> [Rows]
-- -- --

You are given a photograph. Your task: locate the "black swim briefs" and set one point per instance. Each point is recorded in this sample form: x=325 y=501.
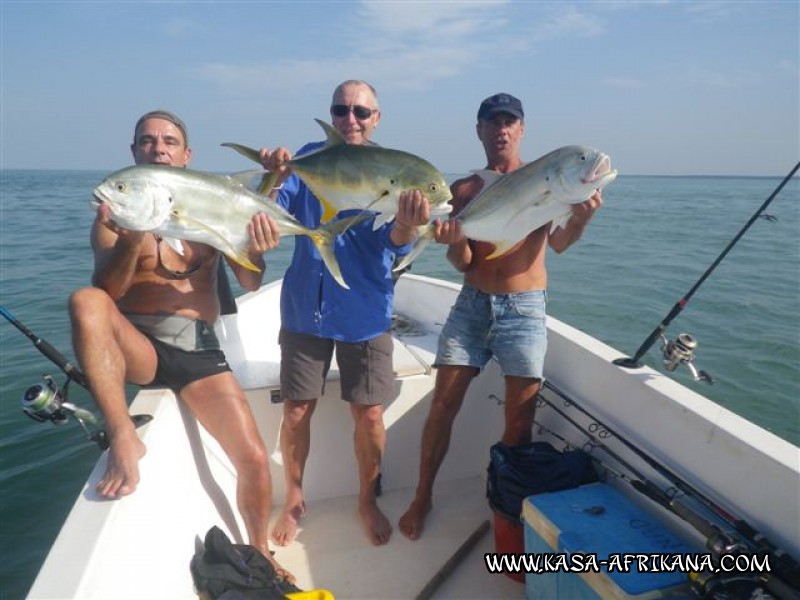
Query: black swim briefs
x=187 y=350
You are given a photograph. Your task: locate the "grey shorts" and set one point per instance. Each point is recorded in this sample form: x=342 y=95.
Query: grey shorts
x=187 y=350
x=365 y=368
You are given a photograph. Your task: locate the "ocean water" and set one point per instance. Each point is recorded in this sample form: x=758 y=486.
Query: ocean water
x=644 y=250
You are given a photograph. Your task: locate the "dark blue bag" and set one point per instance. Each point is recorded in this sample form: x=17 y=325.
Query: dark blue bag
x=516 y=472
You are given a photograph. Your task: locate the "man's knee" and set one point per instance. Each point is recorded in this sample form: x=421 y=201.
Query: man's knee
x=368 y=416
x=297 y=413
x=253 y=457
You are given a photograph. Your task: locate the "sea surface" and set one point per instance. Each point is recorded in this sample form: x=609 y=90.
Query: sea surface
x=652 y=241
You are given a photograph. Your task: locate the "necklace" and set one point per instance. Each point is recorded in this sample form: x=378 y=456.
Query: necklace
x=174 y=274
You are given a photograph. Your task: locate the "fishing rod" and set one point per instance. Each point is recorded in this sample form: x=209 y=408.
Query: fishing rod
x=45 y=401
x=681 y=351
x=718 y=541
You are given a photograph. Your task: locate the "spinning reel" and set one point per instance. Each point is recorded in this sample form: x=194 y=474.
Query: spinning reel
x=45 y=401
x=681 y=352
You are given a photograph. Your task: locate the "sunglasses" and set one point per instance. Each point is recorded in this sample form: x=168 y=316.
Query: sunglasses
x=362 y=113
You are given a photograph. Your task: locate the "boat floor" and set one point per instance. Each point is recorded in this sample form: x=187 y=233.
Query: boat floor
x=332 y=552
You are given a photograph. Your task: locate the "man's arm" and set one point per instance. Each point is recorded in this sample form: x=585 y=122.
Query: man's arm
x=116 y=254
x=413 y=210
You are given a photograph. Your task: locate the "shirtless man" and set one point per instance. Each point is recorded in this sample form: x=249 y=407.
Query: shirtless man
x=512 y=288
x=145 y=293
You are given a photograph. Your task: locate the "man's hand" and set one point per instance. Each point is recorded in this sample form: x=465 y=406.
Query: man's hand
x=264 y=234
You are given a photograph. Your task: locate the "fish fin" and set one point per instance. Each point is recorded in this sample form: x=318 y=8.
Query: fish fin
x=500 y=249
x=266 y=180
x=328 y=210
x=323 y=237
x=487 y=176
x=381 y=219
x=334 y=137
x=441 y=211
x=237 y=255
x=245 y=151
x=423 y=239
x=173 y=243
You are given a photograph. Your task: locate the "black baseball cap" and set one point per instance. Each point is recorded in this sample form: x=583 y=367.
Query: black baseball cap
x=500 y=103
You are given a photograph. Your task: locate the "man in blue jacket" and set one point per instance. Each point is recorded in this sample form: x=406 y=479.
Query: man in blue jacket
x=318 y=315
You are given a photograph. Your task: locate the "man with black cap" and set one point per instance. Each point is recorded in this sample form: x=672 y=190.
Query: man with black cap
x=500 y=311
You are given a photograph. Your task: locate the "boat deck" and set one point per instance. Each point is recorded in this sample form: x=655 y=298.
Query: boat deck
x=331 y=551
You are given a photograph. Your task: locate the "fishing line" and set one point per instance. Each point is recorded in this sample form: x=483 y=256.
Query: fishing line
x=46 y=402
x=69 y=369
x=633 y=362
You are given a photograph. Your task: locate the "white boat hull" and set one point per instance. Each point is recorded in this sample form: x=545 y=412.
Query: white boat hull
x=140 y=546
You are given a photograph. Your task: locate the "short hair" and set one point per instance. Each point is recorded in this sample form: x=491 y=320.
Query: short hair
x=361 y=82
x=167 y=116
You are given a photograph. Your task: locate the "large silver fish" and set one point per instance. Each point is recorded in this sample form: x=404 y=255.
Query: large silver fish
x=181 y=204
x=540 y=192
x=365 y=177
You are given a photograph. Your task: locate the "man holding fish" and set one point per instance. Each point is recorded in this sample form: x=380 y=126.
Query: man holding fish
x=501 y=309
x=149 y=321
x=319 y=316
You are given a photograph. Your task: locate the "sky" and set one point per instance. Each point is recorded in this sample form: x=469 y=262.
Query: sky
x=664 y=88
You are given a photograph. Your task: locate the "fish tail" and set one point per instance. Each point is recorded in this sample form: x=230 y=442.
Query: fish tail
x=240 y=258
x=245 y=151
x=323 y=238
x=423 y=239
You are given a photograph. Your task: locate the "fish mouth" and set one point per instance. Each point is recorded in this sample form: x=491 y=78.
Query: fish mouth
x=600 y=171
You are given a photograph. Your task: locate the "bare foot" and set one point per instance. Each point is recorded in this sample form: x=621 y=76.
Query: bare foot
x=376 y=525
x=122 y=472
x=279 y=570
x=285 y=529
x=413 y=521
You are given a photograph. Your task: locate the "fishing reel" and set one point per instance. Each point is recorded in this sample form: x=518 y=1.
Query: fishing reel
x=45 y=401
x=681 y=352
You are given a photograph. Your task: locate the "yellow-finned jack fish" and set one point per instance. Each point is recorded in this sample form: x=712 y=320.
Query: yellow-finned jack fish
x=366 y=177
x=540 y=192
x=181 y=204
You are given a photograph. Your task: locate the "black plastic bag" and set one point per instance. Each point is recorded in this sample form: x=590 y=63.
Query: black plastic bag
x=516 y=472
x=236 y=570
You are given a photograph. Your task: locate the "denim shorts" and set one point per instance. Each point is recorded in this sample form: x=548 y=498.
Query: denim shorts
x=510 y=327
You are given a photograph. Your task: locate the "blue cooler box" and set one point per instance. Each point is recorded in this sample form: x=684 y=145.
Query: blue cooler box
x=598 y=519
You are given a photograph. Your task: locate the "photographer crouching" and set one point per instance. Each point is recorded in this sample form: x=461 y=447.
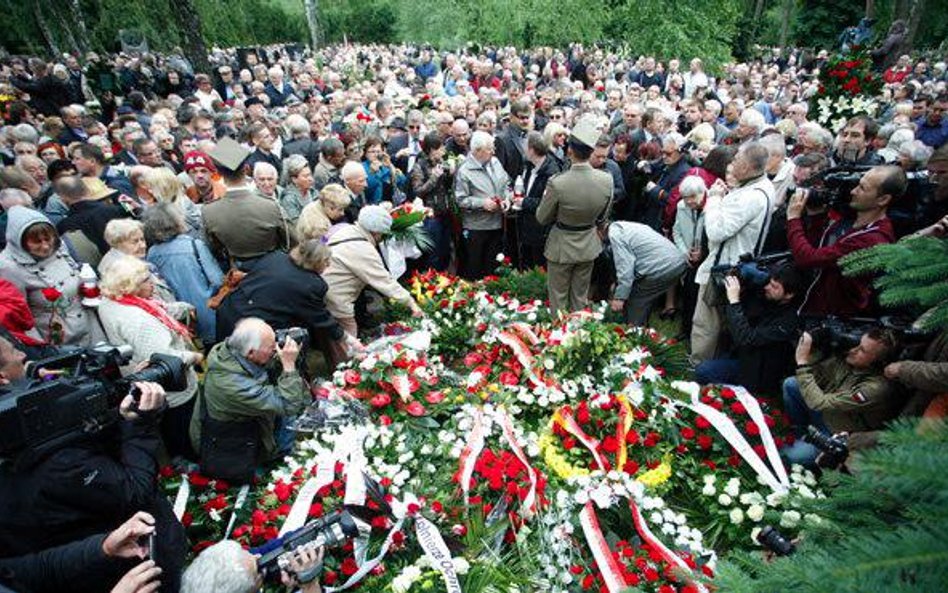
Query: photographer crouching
x=762 y=327
x=843 y=393
x=239 y=422
x=82 y=473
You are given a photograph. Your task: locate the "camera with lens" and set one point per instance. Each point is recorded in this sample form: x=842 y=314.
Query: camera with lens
x=834 y=448
x=751 y=271
x=831 y=187
x=299 y=335
x=770 y=538
x=76 y=393
x=331 y=531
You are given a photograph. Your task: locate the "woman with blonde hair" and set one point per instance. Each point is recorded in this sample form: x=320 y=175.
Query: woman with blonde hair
x=130 y=314
x=166 y=188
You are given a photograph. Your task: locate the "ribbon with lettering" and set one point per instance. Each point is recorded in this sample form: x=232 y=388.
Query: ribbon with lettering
x=605 y=561
x=437 y=551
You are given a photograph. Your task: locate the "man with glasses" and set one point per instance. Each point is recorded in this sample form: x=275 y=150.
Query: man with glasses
x=510 y=145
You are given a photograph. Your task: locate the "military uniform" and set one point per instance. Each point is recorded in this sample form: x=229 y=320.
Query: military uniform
x=575 y=202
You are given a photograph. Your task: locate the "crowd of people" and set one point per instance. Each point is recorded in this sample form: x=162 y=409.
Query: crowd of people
x=201 y=214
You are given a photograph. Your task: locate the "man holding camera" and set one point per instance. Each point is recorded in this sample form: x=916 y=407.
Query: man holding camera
x=762 y=330
x=831 y=293
x=238 y=392
x=841 y=393
x=89 y=484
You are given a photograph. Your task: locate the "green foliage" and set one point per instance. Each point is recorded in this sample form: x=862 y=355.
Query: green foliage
x=914 y=276
x=866 y=545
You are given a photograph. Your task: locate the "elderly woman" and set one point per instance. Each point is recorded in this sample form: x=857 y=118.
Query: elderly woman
x=165 y=187
x=382 y=176
x=287 y=290
x=356 y=264
x=187 y=264
x=297 y=181
x=38 y=264
x=130 y=314
x=126 y=237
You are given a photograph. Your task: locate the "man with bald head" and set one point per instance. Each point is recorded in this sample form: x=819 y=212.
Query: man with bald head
x=238 y=392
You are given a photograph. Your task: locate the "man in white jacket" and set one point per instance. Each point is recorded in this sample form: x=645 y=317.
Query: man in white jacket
x=736 y=223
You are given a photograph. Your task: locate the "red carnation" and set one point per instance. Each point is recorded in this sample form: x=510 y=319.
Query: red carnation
x=51 y=294
x=352 y=377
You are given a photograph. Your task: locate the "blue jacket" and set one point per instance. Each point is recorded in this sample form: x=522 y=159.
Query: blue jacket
x=194 y=276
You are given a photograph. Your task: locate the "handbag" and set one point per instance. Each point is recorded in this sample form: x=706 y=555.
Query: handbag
x=715 y=295
x=229 y=450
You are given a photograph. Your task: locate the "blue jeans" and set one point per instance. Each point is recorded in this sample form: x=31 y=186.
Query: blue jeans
x=719 y=370
x=801 y=416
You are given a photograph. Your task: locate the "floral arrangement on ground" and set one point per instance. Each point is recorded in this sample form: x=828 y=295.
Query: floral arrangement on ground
x=490 y=447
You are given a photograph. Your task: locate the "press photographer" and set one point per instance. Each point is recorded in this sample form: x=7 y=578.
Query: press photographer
x=842 y=393
x=762 y=321
x=239 y=422
x=830 y=292
x=90 y=463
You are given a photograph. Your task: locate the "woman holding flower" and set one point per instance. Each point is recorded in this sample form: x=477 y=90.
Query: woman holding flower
x=36 y=261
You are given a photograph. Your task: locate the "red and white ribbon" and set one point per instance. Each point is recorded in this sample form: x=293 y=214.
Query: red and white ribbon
x=608 y=566
x=529 y=499
x=569 y=424
x=470 y=453
x=725 y=426
x=753 y=408
x=641 y=526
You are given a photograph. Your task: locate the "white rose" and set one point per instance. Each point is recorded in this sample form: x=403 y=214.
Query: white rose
x=755 y=512
x=790 y=519
x=736 y=516
x=733 y=486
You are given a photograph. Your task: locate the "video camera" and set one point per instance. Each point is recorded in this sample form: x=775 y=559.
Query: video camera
x=76 y=393
x=835 y=334
x=831 y=187
x=750 y=270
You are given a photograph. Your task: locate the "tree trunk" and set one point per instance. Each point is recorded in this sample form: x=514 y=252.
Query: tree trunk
x=189 y=21
x=914 y=20
x=312 y=21
x=44 y=28
x=82 y=32
x=785 y=21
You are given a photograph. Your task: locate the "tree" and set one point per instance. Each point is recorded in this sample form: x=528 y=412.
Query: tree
x=190 y=23
x=312 y=8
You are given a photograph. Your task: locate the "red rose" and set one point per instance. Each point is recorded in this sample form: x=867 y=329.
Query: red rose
x=381 y=400
x=415 y=409
x=51 y=294
x=434 y=397
x=508 y=378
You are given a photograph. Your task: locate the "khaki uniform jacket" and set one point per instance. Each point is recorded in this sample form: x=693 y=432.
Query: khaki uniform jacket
x=577 y=198
x=245 y=224
x=850 y=400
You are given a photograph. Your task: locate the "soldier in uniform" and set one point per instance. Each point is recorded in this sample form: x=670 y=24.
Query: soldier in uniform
x=576 y=202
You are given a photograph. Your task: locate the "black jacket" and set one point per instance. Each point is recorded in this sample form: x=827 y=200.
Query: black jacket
x=763 y=342
x=69 y=567
x=531 y=231
x=88 y=488
x=509 y=150
x=282 y=294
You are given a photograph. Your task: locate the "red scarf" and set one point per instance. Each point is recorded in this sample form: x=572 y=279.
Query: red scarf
x=157 y=310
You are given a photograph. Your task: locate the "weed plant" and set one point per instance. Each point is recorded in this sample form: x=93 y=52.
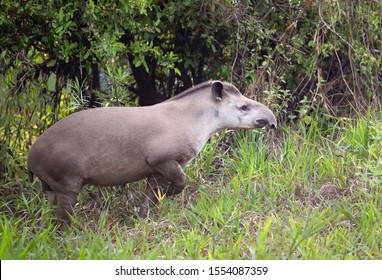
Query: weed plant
x=308 y=191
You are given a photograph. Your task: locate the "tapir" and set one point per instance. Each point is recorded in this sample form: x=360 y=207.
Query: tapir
x=117 y=145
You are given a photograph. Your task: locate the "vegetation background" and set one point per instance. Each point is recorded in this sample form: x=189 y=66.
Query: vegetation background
x=311 y=190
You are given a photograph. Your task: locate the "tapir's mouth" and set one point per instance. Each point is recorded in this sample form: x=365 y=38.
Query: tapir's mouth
x=260 y=123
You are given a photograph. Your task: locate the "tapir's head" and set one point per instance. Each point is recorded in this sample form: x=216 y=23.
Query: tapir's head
x=236 y=111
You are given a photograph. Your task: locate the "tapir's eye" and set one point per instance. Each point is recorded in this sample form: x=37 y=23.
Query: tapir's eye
x=244 y=108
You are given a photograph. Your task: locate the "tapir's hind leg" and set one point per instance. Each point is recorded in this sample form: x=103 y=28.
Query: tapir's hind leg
x=62 y=199
x=64 y=206
x=152 y=193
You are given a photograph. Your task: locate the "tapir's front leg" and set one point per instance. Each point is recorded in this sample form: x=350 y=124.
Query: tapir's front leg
x=170 y=176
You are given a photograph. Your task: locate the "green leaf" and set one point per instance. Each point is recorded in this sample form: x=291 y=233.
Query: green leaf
x=51 y=84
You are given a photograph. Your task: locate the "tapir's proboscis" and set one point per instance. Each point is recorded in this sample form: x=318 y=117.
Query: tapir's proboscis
x=118 y=145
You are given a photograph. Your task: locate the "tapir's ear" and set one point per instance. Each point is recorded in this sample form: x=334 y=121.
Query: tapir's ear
x=217 y=90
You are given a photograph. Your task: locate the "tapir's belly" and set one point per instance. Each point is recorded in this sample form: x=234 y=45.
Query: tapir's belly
x=118 y=173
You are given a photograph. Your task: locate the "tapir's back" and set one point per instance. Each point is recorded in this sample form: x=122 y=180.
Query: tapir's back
x=95 y=145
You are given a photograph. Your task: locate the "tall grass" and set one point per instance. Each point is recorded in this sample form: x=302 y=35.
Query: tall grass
x=304 y=192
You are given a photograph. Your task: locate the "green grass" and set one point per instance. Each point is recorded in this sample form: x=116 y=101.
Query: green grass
x=304 y=192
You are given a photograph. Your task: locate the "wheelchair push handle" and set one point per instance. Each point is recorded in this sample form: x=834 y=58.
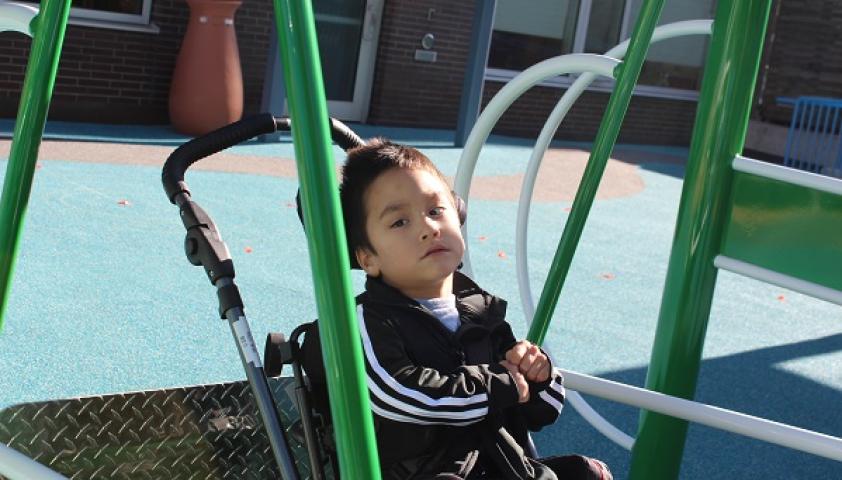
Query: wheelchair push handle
x=218 y=140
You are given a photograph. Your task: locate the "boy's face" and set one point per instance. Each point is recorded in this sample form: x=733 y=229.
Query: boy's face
x=414 y=228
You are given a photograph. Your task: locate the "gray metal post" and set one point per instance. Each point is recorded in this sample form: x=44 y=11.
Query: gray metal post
x=274 y=92
x=475 y=71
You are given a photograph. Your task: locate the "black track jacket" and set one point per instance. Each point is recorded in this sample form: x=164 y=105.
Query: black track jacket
x=442 y=402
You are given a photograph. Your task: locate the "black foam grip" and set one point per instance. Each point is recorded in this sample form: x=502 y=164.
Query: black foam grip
x=216 y=141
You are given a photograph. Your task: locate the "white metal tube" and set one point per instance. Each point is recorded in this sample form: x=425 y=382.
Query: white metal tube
x=16 y=17
x=573 y=63
x=17 y=466
x=789 y=175
x=769 y=276
x=664 y=32
x=747 y=425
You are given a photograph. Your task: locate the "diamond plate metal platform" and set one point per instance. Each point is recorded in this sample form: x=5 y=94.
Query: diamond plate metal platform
x=188 y=433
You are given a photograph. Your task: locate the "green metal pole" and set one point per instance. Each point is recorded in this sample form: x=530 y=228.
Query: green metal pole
x=609 y=129
x=32 y=115
x=349 y=402
x=721 y=122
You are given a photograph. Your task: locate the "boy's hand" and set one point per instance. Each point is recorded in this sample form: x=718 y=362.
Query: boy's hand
x=530 y=360
x=520 y=381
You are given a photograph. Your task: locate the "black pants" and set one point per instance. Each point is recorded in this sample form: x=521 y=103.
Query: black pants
x=567 y=467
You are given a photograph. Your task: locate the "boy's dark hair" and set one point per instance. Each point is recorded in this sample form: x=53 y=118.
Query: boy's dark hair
x=362 y=166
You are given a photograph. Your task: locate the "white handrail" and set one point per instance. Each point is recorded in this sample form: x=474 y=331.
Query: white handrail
x=664 y=32
x=571 y=63
x=750 y=426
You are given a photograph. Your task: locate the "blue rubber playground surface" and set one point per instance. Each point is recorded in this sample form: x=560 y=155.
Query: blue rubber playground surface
x=104 y=301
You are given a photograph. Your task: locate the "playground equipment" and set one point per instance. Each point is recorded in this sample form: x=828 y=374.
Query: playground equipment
x=735 y=213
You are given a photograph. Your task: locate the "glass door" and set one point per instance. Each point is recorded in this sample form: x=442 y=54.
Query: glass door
x=347 y=31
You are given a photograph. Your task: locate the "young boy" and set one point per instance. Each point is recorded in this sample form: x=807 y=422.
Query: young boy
x=454 y=394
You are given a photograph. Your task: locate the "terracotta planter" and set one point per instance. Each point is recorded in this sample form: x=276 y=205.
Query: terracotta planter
x=207 y=85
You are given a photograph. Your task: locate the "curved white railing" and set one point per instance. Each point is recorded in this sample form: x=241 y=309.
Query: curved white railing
x=747 y=425
x=470 y=155
x=17 y=17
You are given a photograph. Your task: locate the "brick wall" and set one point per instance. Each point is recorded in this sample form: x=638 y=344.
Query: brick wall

-- -- --

> [Task instructions]
Transcribe the data verbatim, starting with the line that contains "form: x=609 y=90." and ending with the line that contains "x=174 y=274", with both of those lines included.

> [Solved problem]
You are given a photograph. Your task: locate the "sea surface" and set one point per instance. Each point is recorded in this sample form: x=609 y=90.
Query: sea surface
x=652 y=241
You are given a photograph. Your task: locate the "necklace" and set one point per instance. Each point is recorded in this sample form: x=378 y=456.
Query: necklace
x=174 y=274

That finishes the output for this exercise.